───── DATA FOR THE TASK ─────

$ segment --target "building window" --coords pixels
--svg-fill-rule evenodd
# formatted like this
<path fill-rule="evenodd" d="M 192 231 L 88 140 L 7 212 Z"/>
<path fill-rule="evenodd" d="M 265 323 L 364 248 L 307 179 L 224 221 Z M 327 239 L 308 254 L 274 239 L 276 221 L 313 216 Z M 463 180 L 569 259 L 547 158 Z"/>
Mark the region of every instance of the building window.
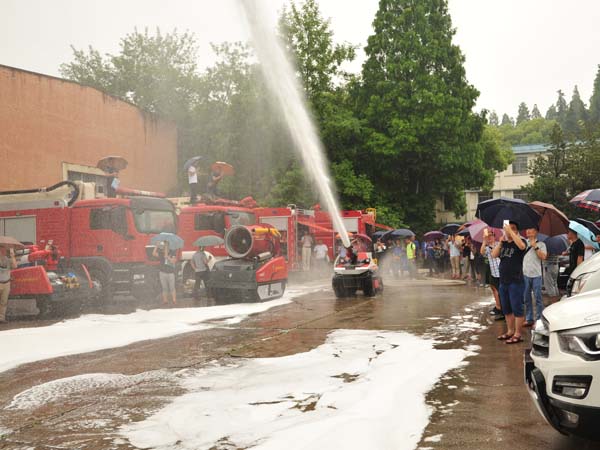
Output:
<path fill-rule="evenodd" d="M 517 198 L 519 200 L 523 200 L 525 202 L 529 201 L 529 195 L 527 195 L 526 191 L 513 191 L 513 198 Z"/>
<path fill-rule="evenodd" d="M 492 198 L 491 192 L 479 192 L 477 202 L 485 202 L 486 200 L 491 200 Z"/>
<path fill-rule="evenodd" d="M 106 193 L 108 192 L 108 178 L 103 175 L 69 170 L 67 174 L 67 179 L 69 181 L 83 181 L 84 183 L 95 183 L 96 194 L 106 195 Z"/>
<path fill-rule="evenodd" d="M 527 168 L 527 156 L 516 156 L 512 165 L 512 169 L 514 175 L 529 173 Z"/>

─────

» TASK OBJECTIVE
Could you retype every line above exactly as it appears, skipping the pictures?

» YOUR SOLUTION
$ segment --target "building window" --coords pixels
--svg-fill-rule evenodd
# formatted like this
<path fill-rule="evenodd" d="M 192 231 L 88 140 L 7 212 Z"/>
<path fill-rule="evenodd" d="M 265 323 L 364 248 L 307 179 L 224 221 Z M 327 239 L 308 254 L 274 239 L 276 221 L 313 216 Z M 463 180 L 569 259 L 547 158 Z"/>
Mark the region of every instance of the building window.
Output:
<path fill-rule="evenodd" d="M 517 198 L 519 200 L 523 200 L 525 202 L 529 201 L 529 195 L 527 195 L 526 191 L 513 191 L 513 198 Z"/>
<path fill-rule="evenodd" d="M 492 198 L 491 192 L 479 192 L 477 202 L 485 202 L 486 200 L 491 200 Z"/>
<path fill-rule="evenodd" d="M 106 193 L 108 192 L 108 178 L 103 175 L 69 170 L 67 174 L 67 179 L 69 181 L 83 181 L 84 183 L 95 183 L 96 194 L 106 195 Z"/>
<path fill-rule="evenodd" d="M 527 168 L 527 156 L 516 156 L 512 165 L 512 169 L 514 175 L 529 173 Z"/>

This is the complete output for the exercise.